*Short exercise:*
Count the lines in the data below that contain the string "target", matching case exactly, and reply with only that number.

Region annotation data:
***

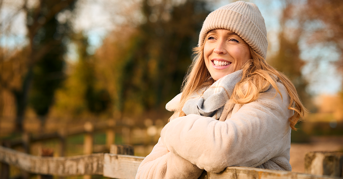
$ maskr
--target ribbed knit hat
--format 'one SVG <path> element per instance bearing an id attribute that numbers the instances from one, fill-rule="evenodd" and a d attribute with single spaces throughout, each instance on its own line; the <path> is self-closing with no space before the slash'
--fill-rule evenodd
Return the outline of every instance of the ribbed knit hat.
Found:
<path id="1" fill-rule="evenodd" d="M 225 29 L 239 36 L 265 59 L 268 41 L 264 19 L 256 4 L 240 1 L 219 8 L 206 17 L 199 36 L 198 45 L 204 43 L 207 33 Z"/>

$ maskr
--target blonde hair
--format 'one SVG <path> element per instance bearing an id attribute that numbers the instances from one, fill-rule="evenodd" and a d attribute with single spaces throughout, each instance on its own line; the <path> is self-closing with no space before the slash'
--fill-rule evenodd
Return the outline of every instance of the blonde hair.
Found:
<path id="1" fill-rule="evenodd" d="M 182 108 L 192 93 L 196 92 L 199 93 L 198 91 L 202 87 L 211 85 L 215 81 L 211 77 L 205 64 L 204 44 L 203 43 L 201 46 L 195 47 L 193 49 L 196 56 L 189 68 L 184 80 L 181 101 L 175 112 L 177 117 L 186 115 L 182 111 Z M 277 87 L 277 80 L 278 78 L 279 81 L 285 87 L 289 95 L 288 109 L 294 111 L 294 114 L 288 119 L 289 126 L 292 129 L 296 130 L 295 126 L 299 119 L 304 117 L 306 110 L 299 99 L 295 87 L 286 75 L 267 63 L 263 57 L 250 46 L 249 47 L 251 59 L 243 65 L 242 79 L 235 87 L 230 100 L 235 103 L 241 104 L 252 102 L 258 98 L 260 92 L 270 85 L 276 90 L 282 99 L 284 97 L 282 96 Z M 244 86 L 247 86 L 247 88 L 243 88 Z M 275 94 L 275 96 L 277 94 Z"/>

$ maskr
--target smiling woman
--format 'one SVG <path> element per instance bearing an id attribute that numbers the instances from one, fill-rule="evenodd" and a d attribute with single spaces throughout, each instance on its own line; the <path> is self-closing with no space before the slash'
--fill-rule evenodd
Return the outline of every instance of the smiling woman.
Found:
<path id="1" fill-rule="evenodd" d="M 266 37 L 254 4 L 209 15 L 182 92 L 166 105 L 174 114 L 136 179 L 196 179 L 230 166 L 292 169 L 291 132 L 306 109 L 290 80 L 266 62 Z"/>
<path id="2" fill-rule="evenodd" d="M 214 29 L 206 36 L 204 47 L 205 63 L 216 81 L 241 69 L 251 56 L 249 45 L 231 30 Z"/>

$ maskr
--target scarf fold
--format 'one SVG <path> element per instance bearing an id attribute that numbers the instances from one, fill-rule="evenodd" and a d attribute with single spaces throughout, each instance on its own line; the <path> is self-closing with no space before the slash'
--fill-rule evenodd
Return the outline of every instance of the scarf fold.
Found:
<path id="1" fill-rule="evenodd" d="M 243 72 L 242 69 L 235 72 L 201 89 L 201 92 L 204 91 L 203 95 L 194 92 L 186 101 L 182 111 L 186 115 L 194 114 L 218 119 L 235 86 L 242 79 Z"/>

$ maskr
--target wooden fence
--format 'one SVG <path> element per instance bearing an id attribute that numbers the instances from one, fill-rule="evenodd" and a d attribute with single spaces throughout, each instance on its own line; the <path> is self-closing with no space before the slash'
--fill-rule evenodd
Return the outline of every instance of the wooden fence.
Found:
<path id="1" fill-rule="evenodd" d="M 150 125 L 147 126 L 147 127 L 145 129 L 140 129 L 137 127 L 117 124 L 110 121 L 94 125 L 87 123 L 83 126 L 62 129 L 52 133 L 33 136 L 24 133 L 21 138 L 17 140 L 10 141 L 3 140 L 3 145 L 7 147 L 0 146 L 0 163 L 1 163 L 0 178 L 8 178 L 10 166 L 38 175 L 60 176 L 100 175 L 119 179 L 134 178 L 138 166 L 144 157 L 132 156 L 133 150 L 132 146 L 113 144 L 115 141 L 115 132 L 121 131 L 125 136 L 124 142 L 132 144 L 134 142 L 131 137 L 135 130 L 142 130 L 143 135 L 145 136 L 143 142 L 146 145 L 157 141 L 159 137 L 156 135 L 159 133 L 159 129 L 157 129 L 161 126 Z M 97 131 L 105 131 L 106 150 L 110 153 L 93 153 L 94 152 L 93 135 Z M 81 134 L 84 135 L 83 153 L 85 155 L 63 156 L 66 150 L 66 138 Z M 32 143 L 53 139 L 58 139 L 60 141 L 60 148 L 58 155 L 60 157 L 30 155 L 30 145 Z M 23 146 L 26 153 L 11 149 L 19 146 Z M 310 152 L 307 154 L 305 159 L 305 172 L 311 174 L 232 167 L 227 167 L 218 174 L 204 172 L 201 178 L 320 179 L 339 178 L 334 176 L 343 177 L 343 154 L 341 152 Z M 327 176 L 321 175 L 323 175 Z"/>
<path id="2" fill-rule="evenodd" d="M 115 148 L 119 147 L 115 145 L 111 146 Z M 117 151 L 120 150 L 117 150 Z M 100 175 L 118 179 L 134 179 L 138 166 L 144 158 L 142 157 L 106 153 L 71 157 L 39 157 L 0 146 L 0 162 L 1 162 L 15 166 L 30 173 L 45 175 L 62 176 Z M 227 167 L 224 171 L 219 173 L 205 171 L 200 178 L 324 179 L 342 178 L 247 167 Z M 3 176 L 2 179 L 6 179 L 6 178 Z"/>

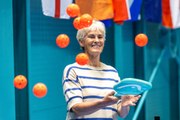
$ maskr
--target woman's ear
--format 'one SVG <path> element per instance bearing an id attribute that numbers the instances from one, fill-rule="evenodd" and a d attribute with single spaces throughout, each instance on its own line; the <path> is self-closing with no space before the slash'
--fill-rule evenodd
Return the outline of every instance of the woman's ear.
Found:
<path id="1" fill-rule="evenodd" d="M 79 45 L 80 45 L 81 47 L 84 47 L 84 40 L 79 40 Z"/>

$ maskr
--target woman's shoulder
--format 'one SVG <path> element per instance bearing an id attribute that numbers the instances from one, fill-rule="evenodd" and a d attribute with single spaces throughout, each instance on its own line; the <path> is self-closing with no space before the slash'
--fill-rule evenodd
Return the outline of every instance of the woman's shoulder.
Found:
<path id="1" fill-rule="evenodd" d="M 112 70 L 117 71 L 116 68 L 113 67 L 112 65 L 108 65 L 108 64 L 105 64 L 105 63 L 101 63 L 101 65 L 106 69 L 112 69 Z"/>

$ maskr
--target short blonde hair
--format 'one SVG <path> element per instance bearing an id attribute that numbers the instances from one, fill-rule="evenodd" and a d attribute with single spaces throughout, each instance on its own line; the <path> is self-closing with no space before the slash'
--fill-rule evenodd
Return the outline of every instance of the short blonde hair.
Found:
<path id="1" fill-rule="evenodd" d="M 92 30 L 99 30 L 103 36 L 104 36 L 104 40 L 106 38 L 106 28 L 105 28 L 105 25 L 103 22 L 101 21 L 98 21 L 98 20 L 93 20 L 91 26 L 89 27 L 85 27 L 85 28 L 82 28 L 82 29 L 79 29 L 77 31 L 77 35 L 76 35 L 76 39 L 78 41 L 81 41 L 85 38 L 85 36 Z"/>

***

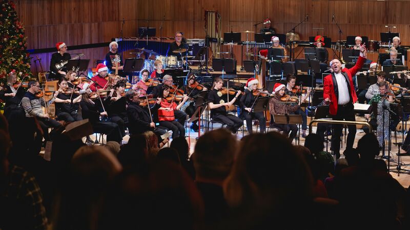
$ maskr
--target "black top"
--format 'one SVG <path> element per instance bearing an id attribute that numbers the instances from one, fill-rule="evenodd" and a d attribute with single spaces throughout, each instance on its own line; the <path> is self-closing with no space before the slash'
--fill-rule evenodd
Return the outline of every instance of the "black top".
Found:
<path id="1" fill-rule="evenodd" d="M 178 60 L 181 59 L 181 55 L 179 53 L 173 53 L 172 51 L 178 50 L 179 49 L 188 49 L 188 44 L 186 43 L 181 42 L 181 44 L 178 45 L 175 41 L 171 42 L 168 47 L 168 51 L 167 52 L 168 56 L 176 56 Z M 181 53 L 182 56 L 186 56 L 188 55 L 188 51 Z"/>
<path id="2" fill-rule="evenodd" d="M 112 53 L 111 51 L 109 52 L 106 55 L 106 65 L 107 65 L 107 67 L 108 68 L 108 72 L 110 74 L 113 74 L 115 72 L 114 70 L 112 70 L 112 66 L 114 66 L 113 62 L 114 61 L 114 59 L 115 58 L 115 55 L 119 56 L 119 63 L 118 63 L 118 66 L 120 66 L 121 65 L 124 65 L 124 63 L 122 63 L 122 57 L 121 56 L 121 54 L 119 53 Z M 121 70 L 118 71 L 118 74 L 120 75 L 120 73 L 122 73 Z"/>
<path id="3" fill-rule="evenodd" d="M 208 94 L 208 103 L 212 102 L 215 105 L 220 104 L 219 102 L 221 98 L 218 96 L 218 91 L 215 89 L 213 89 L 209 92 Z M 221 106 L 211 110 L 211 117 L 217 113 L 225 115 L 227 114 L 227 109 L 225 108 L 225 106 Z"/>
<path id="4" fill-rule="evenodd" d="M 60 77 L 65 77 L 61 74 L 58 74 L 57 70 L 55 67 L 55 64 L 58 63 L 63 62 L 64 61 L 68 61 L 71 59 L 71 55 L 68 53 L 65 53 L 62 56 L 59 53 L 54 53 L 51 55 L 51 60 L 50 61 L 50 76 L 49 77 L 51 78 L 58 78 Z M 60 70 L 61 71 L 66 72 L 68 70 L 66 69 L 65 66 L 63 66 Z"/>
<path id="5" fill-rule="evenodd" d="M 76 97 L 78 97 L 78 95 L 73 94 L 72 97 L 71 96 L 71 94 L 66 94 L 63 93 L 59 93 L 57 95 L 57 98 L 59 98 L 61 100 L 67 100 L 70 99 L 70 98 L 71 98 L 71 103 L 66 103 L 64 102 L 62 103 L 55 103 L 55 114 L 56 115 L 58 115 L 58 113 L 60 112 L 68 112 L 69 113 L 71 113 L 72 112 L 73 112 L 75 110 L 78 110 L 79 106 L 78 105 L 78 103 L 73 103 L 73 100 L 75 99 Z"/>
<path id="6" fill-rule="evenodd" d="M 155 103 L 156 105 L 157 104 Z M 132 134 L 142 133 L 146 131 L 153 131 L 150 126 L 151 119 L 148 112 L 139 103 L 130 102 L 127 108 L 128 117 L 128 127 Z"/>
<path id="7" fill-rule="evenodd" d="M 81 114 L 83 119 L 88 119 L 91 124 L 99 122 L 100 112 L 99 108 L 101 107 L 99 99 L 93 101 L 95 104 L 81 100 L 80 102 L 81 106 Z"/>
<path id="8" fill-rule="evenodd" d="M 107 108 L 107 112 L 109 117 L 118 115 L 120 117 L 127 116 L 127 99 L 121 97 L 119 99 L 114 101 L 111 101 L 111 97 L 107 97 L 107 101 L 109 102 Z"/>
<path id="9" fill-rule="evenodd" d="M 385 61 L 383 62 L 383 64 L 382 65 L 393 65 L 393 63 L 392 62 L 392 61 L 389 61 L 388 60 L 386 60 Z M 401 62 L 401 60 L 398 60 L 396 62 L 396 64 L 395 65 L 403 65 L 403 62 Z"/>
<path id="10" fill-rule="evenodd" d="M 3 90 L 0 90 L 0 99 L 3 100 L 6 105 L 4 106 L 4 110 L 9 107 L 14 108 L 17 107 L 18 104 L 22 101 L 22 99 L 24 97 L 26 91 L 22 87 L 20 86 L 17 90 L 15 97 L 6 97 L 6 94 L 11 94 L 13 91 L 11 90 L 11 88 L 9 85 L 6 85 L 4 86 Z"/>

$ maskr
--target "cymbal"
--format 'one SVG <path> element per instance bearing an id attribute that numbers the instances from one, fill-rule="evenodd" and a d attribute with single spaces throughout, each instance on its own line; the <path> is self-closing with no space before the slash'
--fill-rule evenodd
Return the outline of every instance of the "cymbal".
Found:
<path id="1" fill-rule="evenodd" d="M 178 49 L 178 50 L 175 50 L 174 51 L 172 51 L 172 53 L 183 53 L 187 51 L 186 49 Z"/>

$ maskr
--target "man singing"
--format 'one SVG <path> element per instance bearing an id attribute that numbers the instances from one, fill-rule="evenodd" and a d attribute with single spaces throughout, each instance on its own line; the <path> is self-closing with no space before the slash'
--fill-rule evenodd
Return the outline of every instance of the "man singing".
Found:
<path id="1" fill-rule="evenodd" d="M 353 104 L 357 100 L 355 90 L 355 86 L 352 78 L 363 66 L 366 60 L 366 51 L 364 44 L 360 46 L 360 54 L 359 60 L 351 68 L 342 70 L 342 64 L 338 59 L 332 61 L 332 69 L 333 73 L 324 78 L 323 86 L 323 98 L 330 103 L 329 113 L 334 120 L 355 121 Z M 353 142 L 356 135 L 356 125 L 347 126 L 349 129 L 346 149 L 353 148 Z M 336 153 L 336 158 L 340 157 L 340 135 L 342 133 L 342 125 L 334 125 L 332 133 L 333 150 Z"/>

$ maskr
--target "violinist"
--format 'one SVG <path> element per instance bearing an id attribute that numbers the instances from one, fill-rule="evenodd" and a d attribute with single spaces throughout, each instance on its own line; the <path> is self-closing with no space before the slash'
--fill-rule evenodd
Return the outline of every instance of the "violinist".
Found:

***

*Solved exercise:*
12